> _WHAT TO PRODUCE_:
Repeat word for word everything from the line containing "Could you provide the mask of every instance of the man's" to the end of the listing, first and last lines included, and only that.

> _MATERIAL_:
• • •

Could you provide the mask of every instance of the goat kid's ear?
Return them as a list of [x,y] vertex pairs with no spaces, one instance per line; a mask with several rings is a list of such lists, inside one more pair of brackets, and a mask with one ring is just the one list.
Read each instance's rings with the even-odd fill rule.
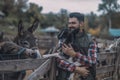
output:
[[38,24],[39,24],[39,20],[35,19],[35,21],[33,22],[32,26],[30,28],[28,28],[28,31],[33,33],[37,29]]
[[18,23],[18,35],[23,35],[23,32],[24,32],[24,27],[23,27],[22,20],[20,20]]

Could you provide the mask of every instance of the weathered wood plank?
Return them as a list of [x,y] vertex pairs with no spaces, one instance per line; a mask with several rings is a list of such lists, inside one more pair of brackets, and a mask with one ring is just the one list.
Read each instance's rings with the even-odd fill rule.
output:
[[[119,64],[119,68],[120,68],[120,64]],[[98,67],[96,70],[97,74],[104,74],[111,71],[114,71],[114,65]]]
[[38,67],[33,73],[28,76],[27,80],[38,80],[44,74],[48,72],[51,65],[51,59],[46,60],[40,67]]
[[36,69],[41,64],[43,64],[46,60],[47,60],[47,58],[0,61],[0,72],[2,72],[2,71],[21,71],[21,70]]

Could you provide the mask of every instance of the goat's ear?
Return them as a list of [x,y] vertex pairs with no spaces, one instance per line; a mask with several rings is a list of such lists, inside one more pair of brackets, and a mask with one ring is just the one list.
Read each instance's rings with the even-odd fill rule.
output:
[[38,24],[39,24],[39,20],[35,19],[35,21],[33,22],[32,26],[30,28],[28,28],[28,31],[33,33],[37,29]]
[[24,32],[24,27],[22,24],[22,20],[20,20],[18,23],[18,35],[23,35],[23,32]]

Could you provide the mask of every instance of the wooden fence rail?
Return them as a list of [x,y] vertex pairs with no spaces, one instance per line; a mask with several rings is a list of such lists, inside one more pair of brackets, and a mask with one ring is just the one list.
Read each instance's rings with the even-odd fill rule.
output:
[[[118,80],[113,79],[114,72],[116,70],[116,52],[101,52],[99,55],[100,65],[97,66],[97,77],[98,80]],[[118,56],[119,58],[119,56]],[[105,62],[103,65],[102,62]],[[119,61],[118,61],[119,62]],[[10,71],[21,71],[21,70],[32,70],[40,68],[37,72],[39,76],[43,76],[48,72],[51,67],[52,58],[42,58],[42,59],[20,59],[20,60],[4,60],[0,61],[0,72],[10,72]],[[44,64],[44,65],[43,65]],[[117,65],[117,69],[120,70],[120,62]],[[120,71],[119,71],[120,72]],[[117,74],[120,76],[120,73]],[[35,77],[34,77],[35,78]],[[28,79],[35,80],[35,79]],[[52,78],[49,80],[53,80]]]

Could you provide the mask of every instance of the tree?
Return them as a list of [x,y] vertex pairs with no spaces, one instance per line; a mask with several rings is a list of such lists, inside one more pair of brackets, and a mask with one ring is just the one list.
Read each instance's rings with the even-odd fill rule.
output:
[[38,6],[35,3],[30,3],[28,10],[26,11],[26,17],[28,17],[29,21],[33,21],[34,18],[38,18],[42,20],[43,15],[41,14],[43,7]]
[[117,3],[118,0],[102,0],[102,3],[99,4],[98,11],[103,11],[104,14],[108,15],[109,28],[111,28],[111,15],[120,10],[120,5]]

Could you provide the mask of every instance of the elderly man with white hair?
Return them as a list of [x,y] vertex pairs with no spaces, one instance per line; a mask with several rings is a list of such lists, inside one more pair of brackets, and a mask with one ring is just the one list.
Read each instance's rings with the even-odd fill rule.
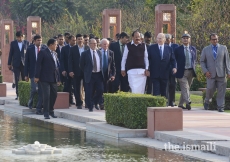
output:
[[[165,35],[157,35],[157,44],[149,47],[150,78],[153,82],[153,95],[165,96],[169,73],[175,74],[176,60],[171,47],[165,43]],[[170,67],[172,70],[170,70]]]

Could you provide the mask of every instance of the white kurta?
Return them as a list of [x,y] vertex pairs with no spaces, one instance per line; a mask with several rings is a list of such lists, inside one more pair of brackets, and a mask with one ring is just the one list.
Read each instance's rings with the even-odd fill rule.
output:
[[145,69],[131,69],[127,71],[129,86],[132,93],[145,93]]
[[[131,44],[134,44],[132,41]],[[135,44],[137,46],[137,44]],[[125,64],[128,57],[128,47],[125,46],[122,61],[121,61],[121,70],[125,70]],[[149,60],[148,60],[148,52],[145,45],[145,51],[144,51],[144,62],[145,62],[145,69],[148,69],[149,67]],[[132,93],[140,93],[144,94],[145,92],[145,84],[146,84],[146,76],[145,76],[145,69],[130,69],[127,71],[128,74],[128,81],[129,86],[131,88]]]

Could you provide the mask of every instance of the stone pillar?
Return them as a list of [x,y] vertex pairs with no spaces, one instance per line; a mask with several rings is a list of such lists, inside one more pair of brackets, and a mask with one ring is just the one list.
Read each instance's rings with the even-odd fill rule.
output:
[[[164,27],[166,31],[163,31]],[[155,7],[155,38],[158,33],[172,34],[176,38],[176,6],[174,4],[159,4]]]
[[27,17],[27,40],[31,42],[33,34],[41,34],[41,18],[39,16]]
[[1,66],[3,82],[13,82],[13,72],[8,69],[10,43],[14,40],[14,23],[12,20],[1,21]]
[[[110,36],[110,27],[113,27],[113,35]],[[102,35],[103,38],[113,38],[121,33],[121,10],[105,9],[102,13]]]

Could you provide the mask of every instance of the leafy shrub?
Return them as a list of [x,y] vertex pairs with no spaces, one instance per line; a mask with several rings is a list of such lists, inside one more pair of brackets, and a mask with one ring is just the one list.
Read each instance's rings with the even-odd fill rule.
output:
[[118,92],[104,94],[104,104],[107,123],[131,129],[146,129],[147,107],[163,107],[166,99],[147,94]]
[[[214,93],[212,97],[212,102],[209,104],[209,110],[217,110],[217,103],[216,103],[216,95],[217,92]],[[206,91],[203,92],[203,101],[205,100]],[[225,110],[230,110],[230,91],[227,90],[225,93]]]
[[[63,86],[58,87],[58,92],[63,91]],[[30,99],[30,82],[20,81],[18,83],[18,95],[19,95],[19,104],[21,106],[28,106],[28,101]],[[34,95],[33,107],[36,107],[38,101],[37,93]]]

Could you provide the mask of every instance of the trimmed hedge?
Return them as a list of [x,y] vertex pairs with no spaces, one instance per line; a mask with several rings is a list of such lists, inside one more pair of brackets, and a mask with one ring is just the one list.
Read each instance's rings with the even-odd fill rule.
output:
[[130,129],[146,129],[147,107],[164,107],[166,99],[147,94],[105,93],[104,105],[107,123]]
[[[63,86],[58,87],[58,92],[63,91]],[[27,106],[28,107],[28,101],[30,99],[30,82],[20,81],[18,83],[18,96],[19,96],[19,104],[21,106]],[[33,100],[33,107],[36,107],[38,100],[38,95],[34,95]]]
[[[203,101],[205,99],[206,91],[203,92]],[[212,102],[209,104],[209,110],[217,110],[217,103],[216,103],[216,95],[217,92],[214,93],[212,97]],[[230,91],[227,90],[225,93],[225,110],[230,110]]]

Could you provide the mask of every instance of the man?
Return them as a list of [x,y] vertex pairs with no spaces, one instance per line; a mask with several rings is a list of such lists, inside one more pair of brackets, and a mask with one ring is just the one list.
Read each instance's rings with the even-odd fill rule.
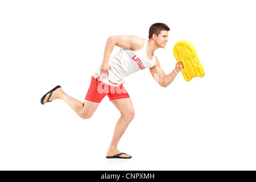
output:
[[[159,84],[167,87],[175,78],[180,68],[180,61],[174,69],[166,75],[160,68],[159,61],[154,51],[166,47],[169,27],[164,23],[154,23],[150,28],[148,40],[135,36],[115,36],[108,39],[104,50],[103,61],[92,77],[90,87],[84,102],[67,95],[60,86],[46,93],[41,99],[44,104],[55,99],[61,99],[83,119],[89,119],[94,113],[103,98],[108,95],[110,100],[118,109],[121,117],[117,121],[110,145],[106,153],[107,158],[129,159],[131,156],[117,150],[117,144],[128,125],[134,117],[131,100],[123,86],[123,78],[139,70],[149,68],[150,72]],[[110,57],[117,46],[121,49]]]

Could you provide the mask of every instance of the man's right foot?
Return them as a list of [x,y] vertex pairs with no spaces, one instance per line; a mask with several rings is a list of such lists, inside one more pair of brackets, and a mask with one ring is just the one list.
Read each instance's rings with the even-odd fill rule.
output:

• • •

> _ANSWER TO THIS PROBLEM_:
Could you provide the mask of every instance of the man's right foot?
Return them as a list of [x,y] vertex pairs with no spaces, one instance per line; a mask with several rings is a list of such lists, inside one more pair of brackets, and a mask with one ring is just the one list.
Read each instance's rings with the even-odd fill rule.
output:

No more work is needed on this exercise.